## GOAL 1
In the service agreement text below, put this sentence into Spanish: "Each party will use reasonable efforts to mitigate the effect of a force majeure event."
## GOAL 2
Extend the service agreement text below with the next section, following on after its last sentence.

11.1 Amendment; No Waiver.
We may modify any part or all of the Agreement by posting a revised version at http://legal.M25 Group.com. The revised version will become effective and binding the next business day after it is posted. We will provide you notice of this revision by email or in-app notification. If you would like to receive an email notification when we update the Agreement, complete the form found at https://legal.M25 Group.com/subscribe-tos-updates.
If you do not agree with a modification to the Agreement, you must notify us in writing within thirty (30) days after we send notice of the revision. If you give us this notice, then your subscription will continue to be governed by the terms and conditions of the Agreement prior to modification until your next renewal date, after which the current terms posted at http://legal.M25 Group.com will apply. However, if we can no longer reasonably provide the subscription to you under the terms prior to modification (for example, if the modifications are required by law or result from general product changes), then the Agreement and/or affected Client Portal/”M25 Move Management Portal”s will terminate upon our notice to you and we will promptly refund any prepaid but unused fees covering use of the Client Portal/”M25 Move Management Portal” after termination.
No delay in exercising any right or remedy or failure to object will be a waiver of such right or remedy or any other right or remedy. A waiver on one occasion will not be a waiver of any right or remedy on any future occasion.
11.2 Force Majeure. Neither party will be responsible for failure or delay of performance if caused by: an act of war, hostility, or sabotage; act of God; electrical, internet, or telecommunication outage that is not caused by the obligated party; government restrictions; or another event outside the reasonable control of the obligated party. Each party will use reasonable efforts to mitigate the effect of a force majeure event.
11.3 Actions Permitted. Except for actions for nonpayment or breach of a party’s proprietary rights, no action, regardless of form, arising out of or relating to this Agreement may be brought by either party more than one (1) year after the cause of action has accrued.
11.4 Relationship of the Parties. You and we agree that no joint venture, partnership, employment, or agency relationship exists between us.

## RECORDS
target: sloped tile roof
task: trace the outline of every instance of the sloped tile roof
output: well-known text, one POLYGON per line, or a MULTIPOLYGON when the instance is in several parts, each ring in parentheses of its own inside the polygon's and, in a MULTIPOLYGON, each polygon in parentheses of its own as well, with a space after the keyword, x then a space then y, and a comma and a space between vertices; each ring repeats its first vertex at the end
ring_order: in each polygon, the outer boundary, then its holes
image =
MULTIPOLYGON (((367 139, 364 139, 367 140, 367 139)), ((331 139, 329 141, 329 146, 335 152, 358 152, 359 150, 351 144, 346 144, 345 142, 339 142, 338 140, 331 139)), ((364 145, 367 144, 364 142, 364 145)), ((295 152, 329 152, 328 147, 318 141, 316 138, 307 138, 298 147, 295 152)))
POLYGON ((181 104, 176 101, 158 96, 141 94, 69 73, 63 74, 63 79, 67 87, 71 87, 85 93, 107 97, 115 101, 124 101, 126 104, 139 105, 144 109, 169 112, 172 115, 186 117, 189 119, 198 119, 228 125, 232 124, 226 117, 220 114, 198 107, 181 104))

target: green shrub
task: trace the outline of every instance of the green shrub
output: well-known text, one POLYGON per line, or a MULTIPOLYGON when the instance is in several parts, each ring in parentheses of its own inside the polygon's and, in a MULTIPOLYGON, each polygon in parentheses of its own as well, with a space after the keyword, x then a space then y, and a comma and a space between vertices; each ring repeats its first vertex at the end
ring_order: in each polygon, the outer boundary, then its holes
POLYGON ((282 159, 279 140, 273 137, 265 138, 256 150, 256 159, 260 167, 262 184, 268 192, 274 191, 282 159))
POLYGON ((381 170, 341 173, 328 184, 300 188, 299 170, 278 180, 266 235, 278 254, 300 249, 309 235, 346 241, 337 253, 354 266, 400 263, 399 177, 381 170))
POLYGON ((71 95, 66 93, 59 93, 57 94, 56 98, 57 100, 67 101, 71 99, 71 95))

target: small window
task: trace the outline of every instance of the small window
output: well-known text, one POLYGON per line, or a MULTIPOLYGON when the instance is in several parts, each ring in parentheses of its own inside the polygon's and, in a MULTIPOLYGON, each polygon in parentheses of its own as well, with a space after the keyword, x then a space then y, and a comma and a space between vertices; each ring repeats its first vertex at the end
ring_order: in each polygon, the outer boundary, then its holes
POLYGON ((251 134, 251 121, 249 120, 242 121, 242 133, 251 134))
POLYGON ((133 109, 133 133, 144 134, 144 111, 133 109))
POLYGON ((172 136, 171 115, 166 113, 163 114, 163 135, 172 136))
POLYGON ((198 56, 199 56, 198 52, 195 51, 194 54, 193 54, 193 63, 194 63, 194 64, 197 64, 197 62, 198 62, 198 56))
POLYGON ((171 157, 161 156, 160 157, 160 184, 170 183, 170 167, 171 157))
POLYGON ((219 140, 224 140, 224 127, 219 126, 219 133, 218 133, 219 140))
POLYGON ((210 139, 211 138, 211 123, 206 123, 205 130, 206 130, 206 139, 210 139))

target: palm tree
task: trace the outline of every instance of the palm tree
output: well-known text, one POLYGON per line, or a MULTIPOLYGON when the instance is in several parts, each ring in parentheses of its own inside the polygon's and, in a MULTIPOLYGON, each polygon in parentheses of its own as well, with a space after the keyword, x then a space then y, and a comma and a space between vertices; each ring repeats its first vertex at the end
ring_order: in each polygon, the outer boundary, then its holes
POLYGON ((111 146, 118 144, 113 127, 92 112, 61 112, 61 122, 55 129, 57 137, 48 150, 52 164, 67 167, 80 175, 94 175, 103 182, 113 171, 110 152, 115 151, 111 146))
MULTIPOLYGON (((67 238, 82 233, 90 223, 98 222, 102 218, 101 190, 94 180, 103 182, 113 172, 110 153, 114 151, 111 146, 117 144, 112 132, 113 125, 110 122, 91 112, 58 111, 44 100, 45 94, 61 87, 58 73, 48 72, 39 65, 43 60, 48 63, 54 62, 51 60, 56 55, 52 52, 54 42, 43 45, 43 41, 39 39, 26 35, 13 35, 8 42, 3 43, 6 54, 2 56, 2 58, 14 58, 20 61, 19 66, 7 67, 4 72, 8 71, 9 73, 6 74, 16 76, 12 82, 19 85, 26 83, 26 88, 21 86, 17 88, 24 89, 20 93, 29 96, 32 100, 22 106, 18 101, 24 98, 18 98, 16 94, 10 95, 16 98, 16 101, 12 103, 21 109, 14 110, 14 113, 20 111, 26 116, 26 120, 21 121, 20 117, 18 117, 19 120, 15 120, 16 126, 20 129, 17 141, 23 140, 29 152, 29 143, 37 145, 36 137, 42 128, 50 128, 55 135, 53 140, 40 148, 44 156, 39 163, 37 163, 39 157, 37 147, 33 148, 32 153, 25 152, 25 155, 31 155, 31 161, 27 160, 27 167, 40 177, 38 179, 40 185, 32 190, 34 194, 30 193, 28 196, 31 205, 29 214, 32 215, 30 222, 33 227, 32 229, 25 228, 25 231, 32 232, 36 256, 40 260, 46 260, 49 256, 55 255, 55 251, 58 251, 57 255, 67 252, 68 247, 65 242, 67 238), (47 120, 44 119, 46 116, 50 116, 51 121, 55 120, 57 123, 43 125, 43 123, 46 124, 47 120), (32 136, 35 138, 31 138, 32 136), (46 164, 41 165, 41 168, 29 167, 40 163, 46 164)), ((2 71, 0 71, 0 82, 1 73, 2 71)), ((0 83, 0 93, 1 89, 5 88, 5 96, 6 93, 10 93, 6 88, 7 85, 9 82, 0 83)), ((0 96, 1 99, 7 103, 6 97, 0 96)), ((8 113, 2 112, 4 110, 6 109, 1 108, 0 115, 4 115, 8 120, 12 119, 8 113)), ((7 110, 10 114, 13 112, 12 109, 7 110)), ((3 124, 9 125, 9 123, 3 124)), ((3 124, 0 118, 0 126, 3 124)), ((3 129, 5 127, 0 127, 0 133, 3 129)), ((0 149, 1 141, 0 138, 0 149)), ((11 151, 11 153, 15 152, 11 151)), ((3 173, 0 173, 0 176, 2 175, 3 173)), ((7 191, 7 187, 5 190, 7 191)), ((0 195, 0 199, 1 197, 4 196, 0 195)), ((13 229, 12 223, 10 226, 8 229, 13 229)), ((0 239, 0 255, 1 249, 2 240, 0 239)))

## FINAL RESULT 1
Cada parte hará esfuerzos razonables para mitigar el efecto de un evento de fuerza mayor.

## FINAL RESULT 2
11.5 Compliance with Laws. We will comply with all U.S. state and federal laws (where applicable) in our provision of the Client Portal/”M25 Move Management Portal”, the Consulting Services and our processing of Customer Data. We reserve the right at all times to disclose any information as necessary to satisfy any law, regulation, legal process or governmental request.
We will comply with our Code of Business Conduct and Ethics (a/k/a our Code of Use Good Judgment) which can be found on our Investor Relations page on M25 Group.com. You will comply with all laws in your use of the Client Portal/”M25 Move Management Portal” and Consulting Services, including any applicable export laws.
You must comply with all applicable laws related to the recording of phone calls and ensure all proper consent to record is obtained prior to making any such recording.
You will not directly or indirectly export, re-export, or transfer the Client Portal/”M25 Move Management Portal” or Consulting Services to prohibited countries or individuals or permit use of the Client Portal/”M25 Move Management Portal” or Consulting Services by prohibited countries or individuals.
11.6 Severability. If any part of this Agreement or an Order Form is determined to be invalid or unenforceable by applicable law, then the invalid or unenforceable provision will be deemed superseded by a valid, enforceable provision that most closely matches the intent of the original provision and the remainder of this Agreement will continue in effect.
11.7 Notices. To M25 Group: Notice will be sent to the contact address set forth in the Jurisdiction Specific Terms, and will be deemed delivered as of the date of actual receipt.
To you: your address as provided in our M25 Group Subscription account information for you. We may give electronic notices by general notice via the Client Portal/”M25 Move Management Portal” and may give electronic notices specific to you by email to your e-mail address(es) on record in our account information for you or through the notifications centre of the Client Portal/”M25 Move Management Portal”. We may give notice to you by telephone calls to the telephone numbers on record in our account information for you. You must keep all of your account information current.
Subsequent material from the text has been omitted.